## TEXT UNDER STUDY
Longtime farming program teaches leadership and life lessons
Several students from the Texas City Independent School District’s Future Farmers of America program will be in competition at this year’s Galveston County Fair & Rodeo.
Shane Baker, Javonne Pool and Shelby Lipscomb are students of Andrea “Nikki” Ashcraft, the agricultural teacher at Texas City High School. Ashcraft, who also was a member of the Texas City FFA when she attended the high school, has been teaching for 14 years and has been the agricultural teacher for the past 11 years.
Ashcraft has been working with these students since they joined the Junior FFA program in the third grade. The program has grown tremendously in the past 11 years, Ashcraft said.
The district has nearly 80 livestock entries going to the 80th annual Galveston County Fair & Rodeo, which is April 13-21 at the Galveston County Fairgrounds in Hitchcock.
Following in her mother’s footsteps, 10th-grader Shane Baker has been involved with the program since she was in the third grade.
Baker, who raises market rabbits and market lambs, has won Grand and Reserve Champion at the county fair with her rabbits. She also has exhibited rabbits at the Houston Livestock Show and Rodeo in early March.
“I used to get nervous before my showings, but now, not so much,” Baker, 16, said. “It helps that my mom and Ms. Ashcraft have always encouraged me to do well and they always cheer me on. I try to encourage my friends, who aren’t involved, to watch me show and they see how much fun I have and then they want to join. The program is very fun and I’ve learned a lot.”
Baker also is a member of the Stingarettes Dance Team, is in the top 10 percent of her class, and plans to attend Texas A&M University to become a veterinary assistant or veterinarian, she said.
“Managing my time is the hardest thing,” Baker said. “And although I’m involved in other organizations, I always make it work. I wouldn’t change anything.”
Javonne Pool, also a sophomore, became accustomed to farm life when he would stay with his great-aunt and grandfather as a young boy. FFA was a good fit, he said.
“My mom was raised on showing animals,” Pool, 16, said. “She has definitely passed down that passion to me, and that is something I am forever grateful for.”
Pool has raised five goats, three lambs, three steers, eight heifers, two pigs and six pens of rabbits — and had an amazing time while doing so, he said. Pool will be exhibiting heifers, a lamb and rabbits at this year’s fair. He also had a breeding heifer he exhibited at the Houston Livestock Show and Rodeo in March.

[Dataset entries]
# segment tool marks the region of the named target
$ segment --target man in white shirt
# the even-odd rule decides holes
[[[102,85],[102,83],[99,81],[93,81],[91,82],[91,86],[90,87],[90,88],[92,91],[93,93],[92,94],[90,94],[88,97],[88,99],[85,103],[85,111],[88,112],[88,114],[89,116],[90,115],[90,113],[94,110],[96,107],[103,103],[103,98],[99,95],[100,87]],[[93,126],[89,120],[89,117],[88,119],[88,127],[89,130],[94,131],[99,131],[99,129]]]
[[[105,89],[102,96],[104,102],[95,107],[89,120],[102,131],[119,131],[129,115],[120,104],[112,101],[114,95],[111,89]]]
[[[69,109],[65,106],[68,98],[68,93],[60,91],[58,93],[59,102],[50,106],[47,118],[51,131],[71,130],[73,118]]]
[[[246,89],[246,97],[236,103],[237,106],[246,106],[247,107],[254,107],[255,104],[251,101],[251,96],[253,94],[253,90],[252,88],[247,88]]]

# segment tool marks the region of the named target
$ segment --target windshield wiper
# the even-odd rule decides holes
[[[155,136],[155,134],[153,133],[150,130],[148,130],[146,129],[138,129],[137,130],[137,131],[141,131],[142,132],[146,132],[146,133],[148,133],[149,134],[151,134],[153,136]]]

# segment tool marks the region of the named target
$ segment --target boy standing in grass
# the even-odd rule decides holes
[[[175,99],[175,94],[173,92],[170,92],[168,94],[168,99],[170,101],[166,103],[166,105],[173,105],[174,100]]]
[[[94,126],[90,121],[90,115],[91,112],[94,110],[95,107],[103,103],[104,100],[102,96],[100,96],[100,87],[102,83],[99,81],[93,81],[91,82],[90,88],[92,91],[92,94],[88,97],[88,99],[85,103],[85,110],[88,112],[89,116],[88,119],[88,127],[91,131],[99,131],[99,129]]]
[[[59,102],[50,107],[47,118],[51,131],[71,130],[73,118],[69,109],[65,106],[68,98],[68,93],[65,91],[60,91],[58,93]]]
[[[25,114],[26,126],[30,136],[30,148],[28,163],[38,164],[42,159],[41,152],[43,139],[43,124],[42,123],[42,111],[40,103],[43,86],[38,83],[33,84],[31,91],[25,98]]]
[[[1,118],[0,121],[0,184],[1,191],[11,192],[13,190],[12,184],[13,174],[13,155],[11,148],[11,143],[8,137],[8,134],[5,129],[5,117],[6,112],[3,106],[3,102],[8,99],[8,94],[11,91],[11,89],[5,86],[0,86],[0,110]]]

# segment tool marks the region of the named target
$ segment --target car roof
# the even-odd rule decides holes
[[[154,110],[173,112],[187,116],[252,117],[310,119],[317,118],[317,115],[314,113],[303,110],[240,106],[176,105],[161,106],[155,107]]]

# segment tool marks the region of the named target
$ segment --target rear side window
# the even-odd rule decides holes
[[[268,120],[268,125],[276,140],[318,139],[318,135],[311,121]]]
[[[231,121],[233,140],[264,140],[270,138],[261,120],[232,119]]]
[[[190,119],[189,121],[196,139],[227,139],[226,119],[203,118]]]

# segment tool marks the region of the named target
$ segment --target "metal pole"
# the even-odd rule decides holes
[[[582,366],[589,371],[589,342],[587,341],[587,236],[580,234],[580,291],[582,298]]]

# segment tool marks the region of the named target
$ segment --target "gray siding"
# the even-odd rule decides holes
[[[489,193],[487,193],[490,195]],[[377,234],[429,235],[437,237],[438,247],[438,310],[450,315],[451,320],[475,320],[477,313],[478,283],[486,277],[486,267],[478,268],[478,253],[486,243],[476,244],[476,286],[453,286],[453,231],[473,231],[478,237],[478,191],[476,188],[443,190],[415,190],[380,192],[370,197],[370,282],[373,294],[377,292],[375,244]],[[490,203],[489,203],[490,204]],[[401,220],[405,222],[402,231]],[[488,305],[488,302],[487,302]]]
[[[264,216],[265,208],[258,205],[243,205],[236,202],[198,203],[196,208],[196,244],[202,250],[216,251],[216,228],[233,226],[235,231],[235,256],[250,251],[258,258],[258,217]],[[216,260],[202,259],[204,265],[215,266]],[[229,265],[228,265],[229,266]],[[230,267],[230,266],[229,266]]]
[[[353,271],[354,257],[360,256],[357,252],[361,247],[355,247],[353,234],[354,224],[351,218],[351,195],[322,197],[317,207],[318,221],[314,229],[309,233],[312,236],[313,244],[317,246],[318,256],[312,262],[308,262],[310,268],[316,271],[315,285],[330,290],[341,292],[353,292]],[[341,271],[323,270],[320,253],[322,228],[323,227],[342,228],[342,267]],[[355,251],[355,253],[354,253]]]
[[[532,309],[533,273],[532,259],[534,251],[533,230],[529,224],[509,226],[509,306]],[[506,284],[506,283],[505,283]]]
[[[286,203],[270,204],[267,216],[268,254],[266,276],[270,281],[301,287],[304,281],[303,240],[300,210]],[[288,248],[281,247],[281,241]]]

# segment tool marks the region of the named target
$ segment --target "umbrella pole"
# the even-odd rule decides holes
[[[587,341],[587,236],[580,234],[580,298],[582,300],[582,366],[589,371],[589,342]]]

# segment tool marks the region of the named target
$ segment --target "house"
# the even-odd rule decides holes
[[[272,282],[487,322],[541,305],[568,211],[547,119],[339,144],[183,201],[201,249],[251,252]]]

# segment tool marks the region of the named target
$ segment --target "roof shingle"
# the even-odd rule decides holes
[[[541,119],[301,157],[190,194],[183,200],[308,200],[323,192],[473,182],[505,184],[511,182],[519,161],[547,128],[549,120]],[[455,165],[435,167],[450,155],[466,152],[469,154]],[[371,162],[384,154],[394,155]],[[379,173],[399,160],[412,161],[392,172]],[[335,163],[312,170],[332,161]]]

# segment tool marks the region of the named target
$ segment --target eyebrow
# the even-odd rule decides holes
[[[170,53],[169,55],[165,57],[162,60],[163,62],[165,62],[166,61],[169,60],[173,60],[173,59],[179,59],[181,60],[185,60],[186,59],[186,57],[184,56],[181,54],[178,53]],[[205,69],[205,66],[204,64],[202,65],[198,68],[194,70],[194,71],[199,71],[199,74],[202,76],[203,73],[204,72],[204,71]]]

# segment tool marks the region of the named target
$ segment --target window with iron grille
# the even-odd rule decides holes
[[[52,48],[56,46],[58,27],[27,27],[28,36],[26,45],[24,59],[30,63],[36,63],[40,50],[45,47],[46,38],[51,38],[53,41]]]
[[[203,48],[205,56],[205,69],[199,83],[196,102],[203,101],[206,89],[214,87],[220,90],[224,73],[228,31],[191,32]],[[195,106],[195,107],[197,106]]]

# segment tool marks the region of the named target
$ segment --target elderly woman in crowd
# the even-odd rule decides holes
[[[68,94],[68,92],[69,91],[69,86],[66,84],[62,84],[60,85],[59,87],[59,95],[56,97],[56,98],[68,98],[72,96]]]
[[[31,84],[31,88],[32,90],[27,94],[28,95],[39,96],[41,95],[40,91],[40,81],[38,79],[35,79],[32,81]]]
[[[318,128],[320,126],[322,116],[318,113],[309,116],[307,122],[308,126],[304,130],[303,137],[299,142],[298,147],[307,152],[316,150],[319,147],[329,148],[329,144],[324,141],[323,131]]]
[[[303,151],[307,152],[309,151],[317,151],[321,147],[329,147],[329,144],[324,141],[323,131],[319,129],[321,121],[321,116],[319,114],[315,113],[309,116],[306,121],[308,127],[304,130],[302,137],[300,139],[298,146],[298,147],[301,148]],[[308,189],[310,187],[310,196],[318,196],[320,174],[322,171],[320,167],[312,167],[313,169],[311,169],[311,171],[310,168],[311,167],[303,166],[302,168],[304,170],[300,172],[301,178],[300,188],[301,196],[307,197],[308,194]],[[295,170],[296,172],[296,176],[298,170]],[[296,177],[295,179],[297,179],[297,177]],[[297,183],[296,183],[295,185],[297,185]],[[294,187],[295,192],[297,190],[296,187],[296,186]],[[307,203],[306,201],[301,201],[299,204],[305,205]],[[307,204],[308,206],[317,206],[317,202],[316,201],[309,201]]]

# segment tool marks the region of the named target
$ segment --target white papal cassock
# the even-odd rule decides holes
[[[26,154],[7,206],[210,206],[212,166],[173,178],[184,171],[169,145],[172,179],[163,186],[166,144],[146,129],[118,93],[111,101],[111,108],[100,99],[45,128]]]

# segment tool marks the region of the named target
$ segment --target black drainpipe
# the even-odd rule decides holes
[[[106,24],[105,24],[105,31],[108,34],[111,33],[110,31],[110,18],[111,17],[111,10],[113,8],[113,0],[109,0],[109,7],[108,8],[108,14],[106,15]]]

## REQUIRED WORK
[A] From the article on the Texas City FFA program, list every kind of animal Javonne Pool has raised, with the number given for each.
[B] Answer these questions using the article on the Texas City FFA program:
(i) For how many years has Ashcraft been the agricultural teacher?
(ii) Where will the 80th annual Galveston County Fair & Rodeo be held?
(iii) Which university does Shane Baker plan to attend?
[C] Extend the article on the Texas City FFA program with the next few paragraphs, starting after its final sentence.

## ANSWERS FOR THIS EXERCISE
[A]
Five goats
Three lambs
Three steers
Eight heifers
Two pigs
Six pens of rabbits

[B]
(i) 11 years
(ii) At the Galveston County Fairgrounds in Hitchcock
(iii) Texas A&M University

[C]
Outside of FFA, Pool enjoys fishing, singing in the high school’s master chorale and show choir, and spending time with family and friends. After high school, he plans to pursue a degree in veterinary science and agricultural business, he said.
“FFA has definitely taught me life lessons I need for life after school,” Pool said. “I’ve learned to manage my time better, be responsible and, most of all, be fair in the game of life. It has been an experience of a lifetime to serve as a leader and build a bond with not just my animals, but everyone I have met through this organization.”
Serving as president of the FFA program, Shelby Lipscomb, 17, is a senior at Texas City High School, in the top 5 percent of her class, and already has been accepted to attend Texas A&M University where she will major in biomedical science.
For this year’s fair, Lipscomb is raising steers and a market lamb. She also has raised three pigs, a goat, chickens, two lambs, a heifer and three steers. She has been a part of the program since she was in the sixth grade, and has always loved animals, she said.
“FFA has allowed me to be more involved with animals and agriculture as a whole,” Lipscomb said.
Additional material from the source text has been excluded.